PROBLEM DETAILS » Set down the entries once more, exactly as they are written.

DATA FOR THE TASK »
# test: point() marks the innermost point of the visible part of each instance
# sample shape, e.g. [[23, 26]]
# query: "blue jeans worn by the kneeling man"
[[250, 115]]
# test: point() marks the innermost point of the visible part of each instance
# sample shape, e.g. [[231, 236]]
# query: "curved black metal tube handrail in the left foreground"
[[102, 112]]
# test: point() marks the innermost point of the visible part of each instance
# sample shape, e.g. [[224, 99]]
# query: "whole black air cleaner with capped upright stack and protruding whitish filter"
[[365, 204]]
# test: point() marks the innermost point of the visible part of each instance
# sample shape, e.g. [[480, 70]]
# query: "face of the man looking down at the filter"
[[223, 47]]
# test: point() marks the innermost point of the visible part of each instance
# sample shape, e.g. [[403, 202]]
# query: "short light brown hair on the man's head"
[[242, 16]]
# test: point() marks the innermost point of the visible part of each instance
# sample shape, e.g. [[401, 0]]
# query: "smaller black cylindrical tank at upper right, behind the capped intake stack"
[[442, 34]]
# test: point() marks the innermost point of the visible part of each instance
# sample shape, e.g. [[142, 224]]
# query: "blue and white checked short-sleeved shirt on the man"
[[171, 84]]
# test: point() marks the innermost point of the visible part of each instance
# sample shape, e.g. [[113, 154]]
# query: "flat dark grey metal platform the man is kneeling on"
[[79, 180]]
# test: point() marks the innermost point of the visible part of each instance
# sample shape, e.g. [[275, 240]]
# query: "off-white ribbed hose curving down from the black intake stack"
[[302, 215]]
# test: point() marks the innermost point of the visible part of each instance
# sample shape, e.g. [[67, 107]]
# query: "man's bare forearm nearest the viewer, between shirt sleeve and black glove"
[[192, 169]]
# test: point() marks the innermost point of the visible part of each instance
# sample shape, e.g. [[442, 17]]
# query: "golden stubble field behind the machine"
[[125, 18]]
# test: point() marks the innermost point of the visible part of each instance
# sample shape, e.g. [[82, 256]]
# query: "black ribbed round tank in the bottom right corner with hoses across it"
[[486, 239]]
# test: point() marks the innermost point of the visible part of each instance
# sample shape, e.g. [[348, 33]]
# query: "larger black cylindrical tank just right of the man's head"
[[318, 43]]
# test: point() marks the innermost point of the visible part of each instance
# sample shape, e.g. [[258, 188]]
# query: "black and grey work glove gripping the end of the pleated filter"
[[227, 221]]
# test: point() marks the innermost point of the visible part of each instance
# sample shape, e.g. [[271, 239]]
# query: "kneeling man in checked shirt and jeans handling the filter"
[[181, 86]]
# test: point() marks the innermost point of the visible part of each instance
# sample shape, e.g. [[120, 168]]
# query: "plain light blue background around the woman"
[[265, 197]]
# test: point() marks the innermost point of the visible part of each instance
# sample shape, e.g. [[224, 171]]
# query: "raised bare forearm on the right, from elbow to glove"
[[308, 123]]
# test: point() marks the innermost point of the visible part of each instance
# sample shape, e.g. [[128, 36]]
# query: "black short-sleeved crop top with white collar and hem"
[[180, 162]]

YOUR SOLUTION »
# test: point() marks the innermost point of the visible part of each instance
# sample shape, e.g. [[23, 26]]
# query: "blue jeans worn by the kneeling man"
[[250, 115]]
# test: point() marks the innermost point of the visible part of each instance
# sample shape, e.g. [[231, 236]]
# query: "curved black metal tube handrail in the left foreground"
[[102, 112]]
# test: point() marks the innermost point of the visible part of each instance
# sample shape, e.g. [[224, 99]]
# query: "whole black air cleaner with capped upright stack and protruding whitish filter"
[[365, 204]]
# test: point() marks the innermost point of the visible part of each instance
# sample shape, e.g. [[480, 70]]
# query: "face of the man looking down at the filter"
[[223, 47]]
# test: point() marks the innermost point of the visible part of each instance
# sample shape, e.g. [[403, 202]]
# query: "short light brown hair on the man's head"
[[242, 16]]
# test: point() marks the innermost point of the visible part of each instance
# sample shape, e.g. [[401, 0]]
# query: "smaller black cylindrical tank at upper right, behind the capped intake stack"
[[442, 34]]
# test: point() marks the innermost point of the visible part of each instance
# sample shape, e.g. [[142, 224]]
# query: "blue and white checked short-sleeved shirt on the man"
[[171, 84]]
# test: point() marks the innermost point of the visible part of each instance
# sample shape, e.g. [[113, 154]]
# query: "flat dark grey metal platform the man is kneeling on"
[[79, 180]]
# test: point() marks the innermost point of the visible part of each instance
# sample shape, e.g. [[275, 240]]
# query: "off-white ribbed hose curving down from the black intake stack"
[[302, 215]]
# test: point() marks the innermost point of the visible part of each instance
# sample shape, e.g. [[67, 107]]
# query: "man's bare forearm nearest the viewer, between shirt sleeve and black glove"
[[192, 169]]
# test: point() marks the innermost point of the visible part of each instance
# sample shape, e.g. [[442, 17]]
# query: "golden stubble field behind the machine"
[[125, 18]]
# test: point() marks the innermost point of the visible part of each instance
# sample shape, e.g. [[82, 256]]
# query: "black ribbed round tank in the bottom right corner with hoses across it"
[[486, 239]]
# test: point() marks the innermost point of the visible part of each instance
# sample shape, e.g. [[348, 33]]
# query: "larger black cylindrical tank just right of the man's head"
[[318, 43]]
# test: point() marks the innermost point of the visible part of each instance
# sample shape, e.g. [[258, 188]]
# query: "black and grey work glove gripping the end of the pleated filter"
[[227, 221]]
# test: point() marks the innermost point of the visible part of each instance
# sample shape, e.g. [[271, 239]]
# query: "kneeling man in checked shirt and jeans handling the filter"
[[181, 86]]
# test: point() marks the innermost point of the visible part of each instance
# sample shape, e.g. [[120, 168]]
# query: "plain light blue background around the woman"
[[265, 197]]
# test: point() marks the innermost point of the visible part of each instance
# sample shape, e.g. [[224, 171]]
# query: "raised bare forearm on the right, from elbow to glove"
[[308, 123]]
# test: point() marks the innermost point of the visible part of each instance
# sample shape, e.g. [[128, 36]]
# query: "black short-sleeved crop top with white collar and hem"
[[180, 162]]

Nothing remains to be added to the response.